Task goal: Rewrite the lines below from the line with "Target: yurt canvas cover" through the last line, requests included. Shift each x and y coordinate in the answers by adding 106 to it.

Entries shown:
·····
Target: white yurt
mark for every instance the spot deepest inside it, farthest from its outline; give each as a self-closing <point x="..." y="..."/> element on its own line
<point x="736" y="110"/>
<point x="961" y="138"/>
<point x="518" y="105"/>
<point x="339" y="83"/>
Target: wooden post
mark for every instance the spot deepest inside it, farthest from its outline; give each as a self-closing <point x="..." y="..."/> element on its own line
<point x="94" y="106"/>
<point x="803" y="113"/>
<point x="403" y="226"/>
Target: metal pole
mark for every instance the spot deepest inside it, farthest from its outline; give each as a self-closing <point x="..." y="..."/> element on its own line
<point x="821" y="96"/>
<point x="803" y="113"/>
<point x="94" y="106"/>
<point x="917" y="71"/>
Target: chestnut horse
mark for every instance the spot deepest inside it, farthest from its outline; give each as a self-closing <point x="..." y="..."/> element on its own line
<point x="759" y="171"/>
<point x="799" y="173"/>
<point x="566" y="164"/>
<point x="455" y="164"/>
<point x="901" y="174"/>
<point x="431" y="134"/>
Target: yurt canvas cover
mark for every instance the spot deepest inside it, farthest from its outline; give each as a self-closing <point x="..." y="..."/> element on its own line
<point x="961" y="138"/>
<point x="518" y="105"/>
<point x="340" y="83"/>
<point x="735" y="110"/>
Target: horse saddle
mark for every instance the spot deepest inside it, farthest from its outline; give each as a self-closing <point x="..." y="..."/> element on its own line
·····
Completed task:
Target: yurt canvas cover
mark for every instance the spot deepest inside it, farthest from its outline; give each as a self-closing <point x="..." y="..."/> element on its own line
<point x="1067" y="244"/>
<point x="624" y="211"/>
<point x="446" y="189"/>
<point x="841" y="216"/>
Target: horse saddle
mark for every instance the spot deepest inside it, farthest from its outline; give each as a self-closing <point x="..." y="..."/> element on its own line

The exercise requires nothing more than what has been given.